PASSAGE:
::::::::

Thursday, September 10, 2015

Getting Intermediate with Arduino

There's a wealth of information out there on getting started with the Arduino microcontroller, development environment, and basic electronics. So you've interfaced with LEDs, sensors, and modules. You've written sketches to do digital input and output, analog input, and maybe a bit with async serial, SPI, and I2C interfacing. Now you're ready for the next step. Maybe you have a project in mind that needs to make that transition from prototype to something that can survive real world conditions.

Now's the time to roll up your sleeves and yank that AVR controller IC, design a custom board, and start developing directly with the avr-gcc toolchain. Wait... what?

This is a fundamental problem with the beginning hobbyist and rapid prototyping nature of Arduino. There are obvious transition paths when you simply need more hardware resources. The Mega 2560, with its abundant I/O, RAM, and flash is clearly more capable than an Uno. The Arduino Due is fast, but may not be worth the loss of compatibility and ubiquity. Once you start exploring the world of custom and specialized 'duinos it's easy to become overwhelmed by the choices. There's no obvious path from beginning experimenter to serious project builder.

Hardware Selection


As I've progressed with Arduino, I've learned which boards to buy by making wrong choices and wasting money. Maybe you won't have to. Here are some general recommendations:

  • Avoid prototyping boards with custom I/O.
    That 'duino with built in Bluetooth or Ethernet may be tempting, but adding I/O modules to standard boards is more flexible and provides useful experience.
  • Choose modules over shields.
    Using multiple shields will eventually lead to pin conflicts. Shields are also constrained by the Uno form factor. Modules can be more easily moved between different types and sizes of controller.
  • Build out your own proto shields or boards.
    Perma-proto shields can be useful to consolidate modules, connectors, and small circuits as you progress from prototyping toward deployment. At some point you'll need to get that tangled mess of prototyping wires, modules, and components into a more compact, organized, and ruggedized form factor. Perma-proto shields are a decent way to customize interfacing for your project.
  • Plan your prototyping and deployment requirements.
    Determine early your physical requirements and controller specifications for both prototyping and deployment. That Uno or Mega might be great for prototyping, but not quite cut it for deployment in tight spaces or harsh conditions.
  • Select boards in pairs.
    To progress from prototyping to deployment you're better off with two (or more) controller boards. I'm currently liking the compatibility of prototyping on the Uno and deploying on the Adafruit Pro Trinket. You can build your own little shields to stack on the Trinkets.
A sampling of prototyping boards.

Software Development


The Arduino development app is great for beginners. For actual software development it's extremely limited. Yet again the intermediate developers are left to fend for themselves. All the thirdparty libraries and examples are written to be used from the standard IDE and runtime that are borderline unusable for production software.

::::::::

DATA EXCERPTS:

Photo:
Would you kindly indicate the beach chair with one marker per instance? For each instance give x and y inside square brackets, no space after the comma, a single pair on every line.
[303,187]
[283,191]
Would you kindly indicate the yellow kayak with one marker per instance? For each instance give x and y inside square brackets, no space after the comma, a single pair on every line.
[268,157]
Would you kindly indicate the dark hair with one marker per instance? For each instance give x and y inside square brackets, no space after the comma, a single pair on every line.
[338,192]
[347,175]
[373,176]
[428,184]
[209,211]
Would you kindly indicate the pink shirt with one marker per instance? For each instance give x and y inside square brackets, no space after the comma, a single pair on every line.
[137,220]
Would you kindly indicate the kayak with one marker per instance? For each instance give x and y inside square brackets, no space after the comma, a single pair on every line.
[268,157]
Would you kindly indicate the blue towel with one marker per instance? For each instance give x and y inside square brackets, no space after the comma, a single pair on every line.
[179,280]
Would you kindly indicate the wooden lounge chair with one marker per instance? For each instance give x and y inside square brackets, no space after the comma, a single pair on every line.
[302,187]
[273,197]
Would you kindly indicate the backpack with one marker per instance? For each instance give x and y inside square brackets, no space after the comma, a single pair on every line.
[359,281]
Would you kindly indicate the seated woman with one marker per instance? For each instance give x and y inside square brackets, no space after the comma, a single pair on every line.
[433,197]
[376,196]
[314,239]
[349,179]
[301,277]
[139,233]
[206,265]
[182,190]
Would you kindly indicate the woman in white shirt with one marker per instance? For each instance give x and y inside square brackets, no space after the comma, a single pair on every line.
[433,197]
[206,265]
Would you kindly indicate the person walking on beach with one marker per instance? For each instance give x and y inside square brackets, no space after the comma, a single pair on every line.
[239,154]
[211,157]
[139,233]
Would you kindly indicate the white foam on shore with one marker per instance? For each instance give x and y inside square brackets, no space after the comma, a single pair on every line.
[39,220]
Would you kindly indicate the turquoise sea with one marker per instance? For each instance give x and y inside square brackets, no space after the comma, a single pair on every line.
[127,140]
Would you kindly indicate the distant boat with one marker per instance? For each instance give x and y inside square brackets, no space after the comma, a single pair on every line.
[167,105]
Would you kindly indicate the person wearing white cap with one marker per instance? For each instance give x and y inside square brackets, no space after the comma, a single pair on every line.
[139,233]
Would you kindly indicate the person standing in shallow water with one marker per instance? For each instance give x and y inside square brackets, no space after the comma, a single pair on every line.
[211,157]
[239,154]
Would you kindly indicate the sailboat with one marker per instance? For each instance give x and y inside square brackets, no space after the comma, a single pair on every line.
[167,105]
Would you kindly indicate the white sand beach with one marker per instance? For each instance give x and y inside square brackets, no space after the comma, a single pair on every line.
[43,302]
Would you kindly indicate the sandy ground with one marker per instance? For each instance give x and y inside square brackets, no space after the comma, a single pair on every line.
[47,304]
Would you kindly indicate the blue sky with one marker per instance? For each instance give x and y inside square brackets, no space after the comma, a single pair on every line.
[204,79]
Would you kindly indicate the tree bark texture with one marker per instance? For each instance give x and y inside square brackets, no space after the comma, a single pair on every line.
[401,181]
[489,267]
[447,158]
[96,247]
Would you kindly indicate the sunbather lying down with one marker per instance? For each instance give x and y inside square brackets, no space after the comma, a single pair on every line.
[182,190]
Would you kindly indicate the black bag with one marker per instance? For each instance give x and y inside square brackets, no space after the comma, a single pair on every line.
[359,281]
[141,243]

::::::::

TASKS:
• a. Retype the Arduino article between "Determine early your" and "on the Trinkets.", inclusive.
• b. According to the Arduino article, why should you choose modules over shields? Answer in one to three sentences.
• c. Carry on the Arduino article from its last sentence.

ANSWERS GIVEN:
• a.
Determine early your physical requirements and controller specifications for both prototyping and deployment. That Uno or Mega might be great for prototyping, but not quite cut it for deployment in tight spaces or harsh conditions.
  • Select boards in pairs.
    To progress from prototyping to deployment you're better off with two (or more) controller boards. I'm currently liking the compatibility of prototyping on the Uno and deploying on the Adafruit Pro Trinket. You can build your own little shields to stack on the Trinkets.

• b. Stacking several shields eventually causes pin conflicts, and shields are limited to the Uno form factor. Modules are easier to move between controllers of different types and sizes.

• c.
I probably don't need to explain what's wrong with the Arduino IDE. It's simply extremely limited when compared to environments like Eclipse. That said, it's not unbearable to continue using the Arduino IDE for your .ino projects and use a better editor or complete IDE to organize most of your functionality into libraries.

The real problem with Arduino development is that the libraries and runtime are awful. The AVR microcontroller underlying most 'duinos doesn't typically run an operating system with processes and threads as you would find on a single board computer like the Raspberry Pi. Your Arduino project and supporting runtime library are your operating system!

The standard runtime works if you're only trying to do a very limited number of things and don't require fast real-time response. The fundamental problem is the linear nature of the standard runtime and libraries and the acceptance of millisecond level delays. It's simply unacceptable that library routines block the execution of other code for many thousands of instructions. What is needed is an asynchronous programming approach with asynchronous I/O, events/callbacks, and timers. This approach can prevent missed I/O events, allow events to happen at predictable times, and still allow the controller's processor to sleep when it's not needed.

The frustrating nature of standard Arduino development almost caused this experienced software developer to abandon Arduino entirely. Fortunately someone else who had experienced these same problems made the effort to do something about the situation. Enter Cosa, "An Object Oriented Platform for Arduino Programming."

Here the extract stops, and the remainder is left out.